=== Text provided ===
===

SWAMP IQ Field Measurements
About Field Measurements
Field measurements are an excellent way to enhance understanding of current conditions in a waterbody. Whether out taking samples for lab analysis or attempting to determine the presence of a certain parameter in a waterbody, field measurements can be both cost effective and immediate while providing data users a more robust and detailed understanding of information that comes from the lab.
Water quality field measurements are determinations of physical and chemical properties that must be measured onsite, as close as possible in time and space to the medium being sampled. Onsite measurements are necessary to preserve sample integrity and ensure data accuracy. These measurements also provide a snapshot of habitat conditions of aquatic organisms. By following consistent practices and, focuseing on ensuring sample integrity and data quality, field measurements will accurately represent the physical and chemical properties of the surface water being studied. Because of how valuable this information is, it is important to consistently execute sound procedures. In order to collect data that represents water conditions at the time of sampling, it is necessary to have well trained personnel, select collection devices appropriate to site conditions and study needs, and use appropriate methods to make accurate field measurements of known quality.

===

=== Data listing ===
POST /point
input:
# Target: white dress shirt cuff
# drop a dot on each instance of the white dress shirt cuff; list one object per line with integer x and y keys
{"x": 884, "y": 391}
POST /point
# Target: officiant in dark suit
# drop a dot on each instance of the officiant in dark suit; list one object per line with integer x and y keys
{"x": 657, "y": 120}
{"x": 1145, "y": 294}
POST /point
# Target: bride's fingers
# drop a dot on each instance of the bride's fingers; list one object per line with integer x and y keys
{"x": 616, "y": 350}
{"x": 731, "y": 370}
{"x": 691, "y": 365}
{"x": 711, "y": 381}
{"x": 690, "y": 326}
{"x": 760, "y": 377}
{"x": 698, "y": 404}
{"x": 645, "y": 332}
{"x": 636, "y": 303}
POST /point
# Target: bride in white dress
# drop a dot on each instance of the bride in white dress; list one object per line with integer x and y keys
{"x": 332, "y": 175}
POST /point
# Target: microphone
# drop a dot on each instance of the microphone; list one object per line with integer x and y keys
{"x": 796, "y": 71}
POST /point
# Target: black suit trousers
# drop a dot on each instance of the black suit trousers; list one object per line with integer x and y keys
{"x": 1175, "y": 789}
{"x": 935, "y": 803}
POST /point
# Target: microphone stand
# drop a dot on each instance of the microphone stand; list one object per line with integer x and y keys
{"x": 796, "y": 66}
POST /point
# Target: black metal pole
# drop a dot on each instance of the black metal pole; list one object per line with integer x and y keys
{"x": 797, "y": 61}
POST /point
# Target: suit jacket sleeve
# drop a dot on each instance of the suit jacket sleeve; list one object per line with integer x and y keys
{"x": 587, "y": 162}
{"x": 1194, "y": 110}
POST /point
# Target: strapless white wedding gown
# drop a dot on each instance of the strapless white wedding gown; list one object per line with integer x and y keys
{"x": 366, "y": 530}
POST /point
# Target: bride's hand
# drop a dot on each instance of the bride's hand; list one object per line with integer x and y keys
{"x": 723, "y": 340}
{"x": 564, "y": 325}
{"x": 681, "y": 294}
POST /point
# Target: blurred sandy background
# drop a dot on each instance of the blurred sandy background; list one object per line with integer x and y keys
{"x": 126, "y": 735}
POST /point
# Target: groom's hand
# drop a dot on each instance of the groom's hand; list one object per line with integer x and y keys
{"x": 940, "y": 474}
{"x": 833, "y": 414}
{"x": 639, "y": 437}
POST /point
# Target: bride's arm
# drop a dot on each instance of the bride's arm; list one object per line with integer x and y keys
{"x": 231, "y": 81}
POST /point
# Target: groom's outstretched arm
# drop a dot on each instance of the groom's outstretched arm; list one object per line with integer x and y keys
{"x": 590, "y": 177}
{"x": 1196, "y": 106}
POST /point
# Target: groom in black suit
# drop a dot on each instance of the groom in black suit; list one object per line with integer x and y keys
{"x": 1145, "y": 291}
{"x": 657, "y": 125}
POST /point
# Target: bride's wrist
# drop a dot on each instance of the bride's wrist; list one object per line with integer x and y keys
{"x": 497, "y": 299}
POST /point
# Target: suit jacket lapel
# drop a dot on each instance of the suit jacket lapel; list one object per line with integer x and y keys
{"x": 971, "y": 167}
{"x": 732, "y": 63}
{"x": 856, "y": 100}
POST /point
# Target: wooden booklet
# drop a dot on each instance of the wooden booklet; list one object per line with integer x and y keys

===

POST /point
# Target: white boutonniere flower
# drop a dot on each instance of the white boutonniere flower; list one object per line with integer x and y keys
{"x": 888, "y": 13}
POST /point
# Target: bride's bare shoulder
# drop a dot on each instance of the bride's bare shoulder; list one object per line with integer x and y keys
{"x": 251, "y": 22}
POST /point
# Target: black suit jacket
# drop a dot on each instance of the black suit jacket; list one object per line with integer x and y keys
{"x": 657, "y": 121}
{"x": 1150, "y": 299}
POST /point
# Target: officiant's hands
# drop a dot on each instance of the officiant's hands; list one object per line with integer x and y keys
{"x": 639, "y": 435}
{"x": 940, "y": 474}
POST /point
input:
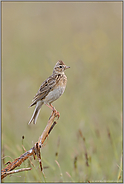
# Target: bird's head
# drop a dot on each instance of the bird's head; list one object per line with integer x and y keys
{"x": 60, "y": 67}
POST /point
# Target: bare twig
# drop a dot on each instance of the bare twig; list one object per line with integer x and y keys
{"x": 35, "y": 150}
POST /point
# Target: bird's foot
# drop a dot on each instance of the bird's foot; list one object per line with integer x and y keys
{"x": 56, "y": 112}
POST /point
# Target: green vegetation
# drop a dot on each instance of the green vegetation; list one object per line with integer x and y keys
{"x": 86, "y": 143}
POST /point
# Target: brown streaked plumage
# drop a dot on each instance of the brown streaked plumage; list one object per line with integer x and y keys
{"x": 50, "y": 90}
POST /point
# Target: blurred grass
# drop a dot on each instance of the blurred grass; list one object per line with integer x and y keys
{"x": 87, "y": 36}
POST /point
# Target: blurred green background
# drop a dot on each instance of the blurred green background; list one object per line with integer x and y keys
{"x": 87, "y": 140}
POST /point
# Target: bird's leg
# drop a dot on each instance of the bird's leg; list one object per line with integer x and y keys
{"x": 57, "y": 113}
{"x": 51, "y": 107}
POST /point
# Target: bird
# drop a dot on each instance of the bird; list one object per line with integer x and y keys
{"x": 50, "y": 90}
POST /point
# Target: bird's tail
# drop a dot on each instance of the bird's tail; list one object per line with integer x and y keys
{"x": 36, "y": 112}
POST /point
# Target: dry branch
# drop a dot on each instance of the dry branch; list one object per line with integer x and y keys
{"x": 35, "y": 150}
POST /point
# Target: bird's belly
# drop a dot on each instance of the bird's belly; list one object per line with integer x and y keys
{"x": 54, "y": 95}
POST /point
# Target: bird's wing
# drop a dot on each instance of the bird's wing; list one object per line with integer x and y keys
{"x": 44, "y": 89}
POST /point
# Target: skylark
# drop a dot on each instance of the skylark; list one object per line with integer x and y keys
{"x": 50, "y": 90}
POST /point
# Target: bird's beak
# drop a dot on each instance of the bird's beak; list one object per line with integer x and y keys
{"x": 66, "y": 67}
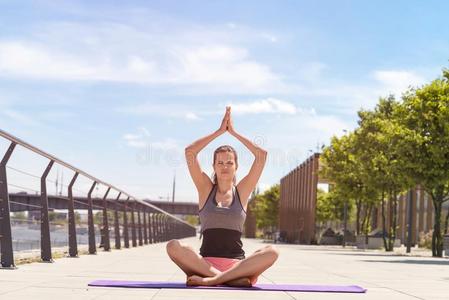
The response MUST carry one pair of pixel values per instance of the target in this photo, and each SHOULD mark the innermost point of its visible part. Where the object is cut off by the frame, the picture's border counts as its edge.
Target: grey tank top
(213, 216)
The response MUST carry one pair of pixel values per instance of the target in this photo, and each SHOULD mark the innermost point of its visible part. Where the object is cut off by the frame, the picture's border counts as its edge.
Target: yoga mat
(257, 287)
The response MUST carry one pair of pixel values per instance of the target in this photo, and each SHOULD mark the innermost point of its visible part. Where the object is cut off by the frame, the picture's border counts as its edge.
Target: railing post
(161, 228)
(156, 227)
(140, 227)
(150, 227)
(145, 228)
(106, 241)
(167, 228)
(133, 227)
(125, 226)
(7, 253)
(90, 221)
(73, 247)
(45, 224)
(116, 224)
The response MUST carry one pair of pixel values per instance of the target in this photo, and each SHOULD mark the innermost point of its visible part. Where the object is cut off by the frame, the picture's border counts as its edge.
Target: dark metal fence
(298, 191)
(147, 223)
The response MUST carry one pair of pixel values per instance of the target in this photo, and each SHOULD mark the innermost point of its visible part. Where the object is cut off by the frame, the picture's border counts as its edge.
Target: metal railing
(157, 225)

===

=== What to do ===
1. Duplicate the part of the field measurements passage between "SWAMP IQ Field" and "from the lab.", inclusive.
2. According to the field measurements passage, why are onsite measurements necessary?
The data has nothing to do with the field measurements passage.

=== Full solutions ===
1.
SWAMP IQ Field Measurements
About Field Measurements
Field measurements are an excellent way to enhance understanding of current conditions in a waterbody. Whether out taking samples for lab analysis or attempting to determine the presence of a certain parameter in a waterbody, field measurements can be both cost effective and immediate while providing data users a more robust and detailed understanding of information that comes from the lab.

2. They preserve sample integrity and ensure data accuracy.